‘Naked-Eye’ Gamma-Ray Burst Was Aimed Squarely at Earth

Written by thomas · Filed Under Aeronautics News 

September 10, 2008

thomas

WASHINGTON, Sept. 10 /PRNewswire-USNewswire/ — Data from satellites
and observatories around the globe show a jet from a powerful stellar
explosion witnessed March 19 was aimed almost directly at Earth.

NASA’s Swift satellite detected the explosion — formally named GRB
080319B — at 2:13 a.m. EDT that morning and pinpointed its position in the
constellation Bootes. The event, called a gamma-ray burst, became bright
enough for human eyes to see. Observations of the event are giving
astronomers the most detailed portrait of a burst ever recorded.

“Swift was designed to find unusual bursts,” said Swift principal
investigator Neil Gehrels at NASA’s Goddard Space Flight Center in
Greenbelt, Md. “We really hit the jackpot with this one.”

In a paper to appear in Thursday’s issue of Nature, Judith Racusin of
Penn State University and a team of 92 coauthors report on observations
across the spectrum that began 30 minutes before the explosion and followed
its afterglow for months. The team concludes the burst’s extraordinary
brightness arose from a jet that shot material directly toward Earth at
99.99995 percent the speed of light.

At the same moment Swift saw the burst, the Russian KONUS instrument on
NASA’s Wind satellite also sensed the gamma rays and provided a wide view
of their spectral structure. A robotic wide-field optical camera called “Pi
of the Sky” in Chile simultaneously captured the burst’s first visible
light. The system is operated by institutions from Poland.

Within the next 15 seconds, the burst brightened enough to be visible
in a dark sky to human eyes. It briefly crested at a magnitude of 5.3 on
the astronomical brightness scale. Incredibly, the dying star was 7.5
billion light-years away.

Telescopes around the world already were studying the afterglow of
another burst when GRB 080319B exploded just 10 degrees away. TORTORA, a
robotic wide-field optical camera operated in Chile with Russian-Italian
collaboration, also caught the early light. TORTORA’s rapid imaging
provided the most detailed look yet at visible light associated with a
burst’s initial gamma-ray blast.
---+---
Exercises to complete:
1) According to the gamma-ray burst article, how far away was the dying star?
2) Please rewrite the paragraph of the gamma-ray burst article that begins "At the same moment Swift saw the burst" as a short bulleted list that keeps its main facts.
3) Carry the gamma-ray burst article forward from its final paragraph.
---+---
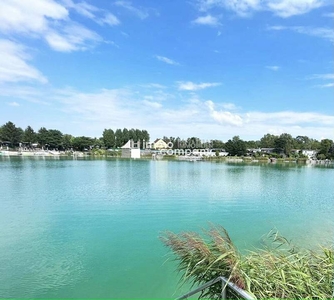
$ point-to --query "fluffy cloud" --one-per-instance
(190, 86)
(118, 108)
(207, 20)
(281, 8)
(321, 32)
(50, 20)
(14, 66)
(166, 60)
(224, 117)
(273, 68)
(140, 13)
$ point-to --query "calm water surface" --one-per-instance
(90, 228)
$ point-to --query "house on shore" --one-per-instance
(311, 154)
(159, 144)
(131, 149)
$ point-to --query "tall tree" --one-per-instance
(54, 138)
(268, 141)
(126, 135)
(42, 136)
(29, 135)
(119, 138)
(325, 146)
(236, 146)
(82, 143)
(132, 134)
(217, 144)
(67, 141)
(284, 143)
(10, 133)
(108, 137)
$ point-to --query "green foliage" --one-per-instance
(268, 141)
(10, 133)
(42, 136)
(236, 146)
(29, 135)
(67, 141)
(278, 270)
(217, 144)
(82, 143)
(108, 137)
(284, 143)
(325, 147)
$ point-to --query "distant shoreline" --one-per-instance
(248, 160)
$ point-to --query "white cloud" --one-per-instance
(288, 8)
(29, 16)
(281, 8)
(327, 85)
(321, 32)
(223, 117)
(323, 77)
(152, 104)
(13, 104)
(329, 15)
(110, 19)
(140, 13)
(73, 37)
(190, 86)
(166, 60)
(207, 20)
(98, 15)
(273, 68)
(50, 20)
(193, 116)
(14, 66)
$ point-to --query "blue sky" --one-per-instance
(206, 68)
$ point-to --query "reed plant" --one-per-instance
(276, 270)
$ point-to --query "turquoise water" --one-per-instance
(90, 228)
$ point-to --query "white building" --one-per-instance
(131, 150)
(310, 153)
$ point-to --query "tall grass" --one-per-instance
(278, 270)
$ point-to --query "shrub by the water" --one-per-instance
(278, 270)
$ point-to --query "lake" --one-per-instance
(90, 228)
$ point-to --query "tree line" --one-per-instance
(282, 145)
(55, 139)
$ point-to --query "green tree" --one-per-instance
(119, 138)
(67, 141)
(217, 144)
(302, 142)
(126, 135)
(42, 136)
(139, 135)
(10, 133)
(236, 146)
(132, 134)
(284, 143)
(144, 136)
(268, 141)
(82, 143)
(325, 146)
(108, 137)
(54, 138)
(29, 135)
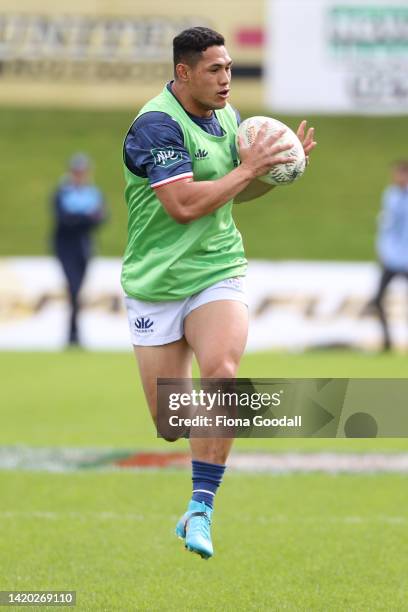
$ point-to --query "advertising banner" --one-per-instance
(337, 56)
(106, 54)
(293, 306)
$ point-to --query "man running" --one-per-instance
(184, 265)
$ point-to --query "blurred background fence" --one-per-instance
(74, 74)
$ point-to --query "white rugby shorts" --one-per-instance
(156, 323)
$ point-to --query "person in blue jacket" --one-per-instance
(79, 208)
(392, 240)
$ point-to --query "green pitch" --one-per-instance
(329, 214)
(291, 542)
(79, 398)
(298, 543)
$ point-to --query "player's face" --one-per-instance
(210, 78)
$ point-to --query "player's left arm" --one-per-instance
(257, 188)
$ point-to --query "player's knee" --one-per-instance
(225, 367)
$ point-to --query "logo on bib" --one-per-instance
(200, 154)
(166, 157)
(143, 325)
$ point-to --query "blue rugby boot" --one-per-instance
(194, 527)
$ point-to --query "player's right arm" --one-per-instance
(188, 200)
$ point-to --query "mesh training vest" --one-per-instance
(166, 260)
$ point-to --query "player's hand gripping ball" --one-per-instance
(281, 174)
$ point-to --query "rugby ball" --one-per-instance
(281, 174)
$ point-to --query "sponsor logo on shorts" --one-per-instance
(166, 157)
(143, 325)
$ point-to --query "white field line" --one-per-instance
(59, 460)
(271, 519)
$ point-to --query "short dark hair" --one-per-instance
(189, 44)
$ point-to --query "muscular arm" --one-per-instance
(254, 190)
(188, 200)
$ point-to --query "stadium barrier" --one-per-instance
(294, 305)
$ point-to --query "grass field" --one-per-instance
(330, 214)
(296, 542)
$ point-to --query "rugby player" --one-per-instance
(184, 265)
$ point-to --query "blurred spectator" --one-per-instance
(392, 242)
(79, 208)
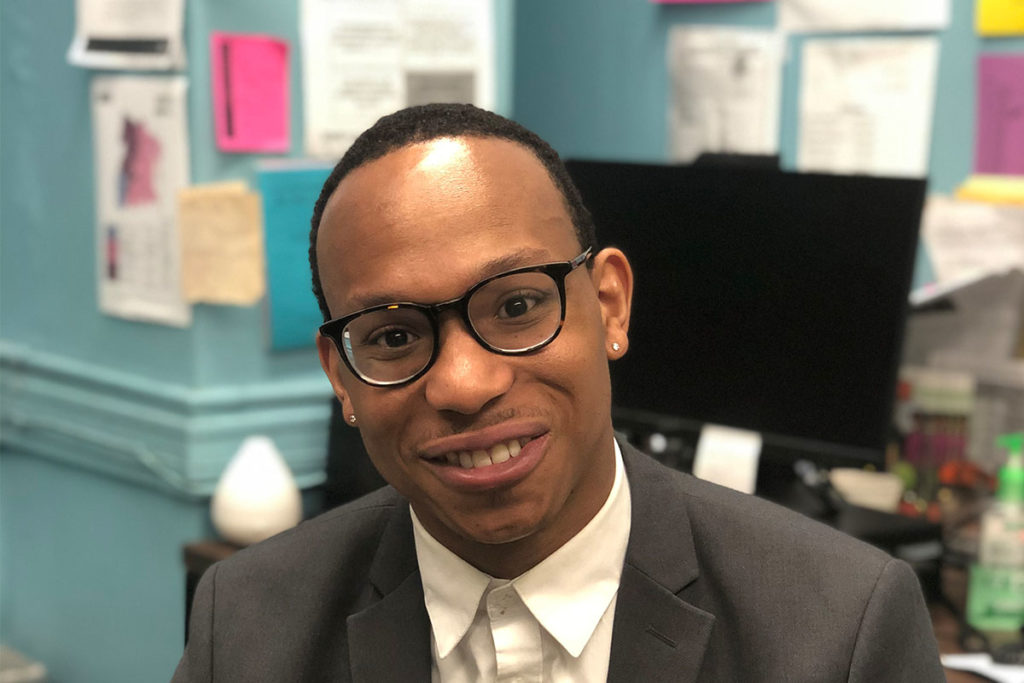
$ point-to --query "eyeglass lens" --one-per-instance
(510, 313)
---+---
Task results:
1) 7.5 billion light-years.

2)
- The Russian KONUS instrument on NASA's Wind satellite detected the gamma rays at the same moment as Swift and gave a wide view of their spectral structure.
- "Pi of the Sky," a robotic wide-field optical camera in Chile, captured the burst's first visible light at the same time.
- Institutions from Poland operate "Pi of the Sky."

3)
Immediately after the blast, Swift’s UltraViolet and Optical Telescope
and X-Ray Telescope indicated they were effectively blinded. Racusin
initially thought something was wrong. Within minutes, however, as reports
from other observers arrived, it was clear this was a special event.

Gamma-ray bursts are the universe’s most luminous explosions. Most
occur when massive stars run out of nuclear fuel. As a star’s core
collapses, it creates a black hole or neutron star that, through processes
not fully understood, drive powerful gas jets outward. These jets punch
through the collapsing star. As the jets shoot into space, they strike gas
previously shed by the star and heat it. That generates bright afterglows.

The team believes the jet directed toward Earth contained an ultra-fast
component just 0.4 of a degree across. This core resided within a slightly
less energetic jet about 20 times wider.

“It’s this wide jet that Swift usually sees from other bursts,” Racusin
explained. “Maybe every gamma-ray burst contains a narrow jet, too, but
astronomers miss them because we don’t see them head-on.”

Such an alignment occurs by chance only about once a decade, so a GRB
080319B is a rare catch.

Swift is managed by Goddard. It was built and is being operated in
collaboration with Penn State, the Los Alamos National Laboratory, and
General Dynamics in the U.S.; the University of Leicester and Mullard Space
Sciences Laboratory in the United Kingdom; Brera Observatory and the
Italian Space Agency in Italy; plus additional partners in Germany and
Japan.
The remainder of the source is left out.